Render the material as a Markdown table with the columns "No." and "Line": give each non-blank line its own row, numbered in order.
=== The input ===
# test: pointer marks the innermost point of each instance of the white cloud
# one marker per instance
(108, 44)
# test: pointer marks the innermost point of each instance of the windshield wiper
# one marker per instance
===
▶ [Exercise solution]
| No. | Line |
|---|---|
| 1 | # test: pointer marks the innermost point of each instance of the white cloud |
| 2 | # one marker per instance |
| 3 | (108, 44) |
| 4 | # test: pointer marks the innermost point of each instance of the windshield wiper |
| 5 | # one marker per instance |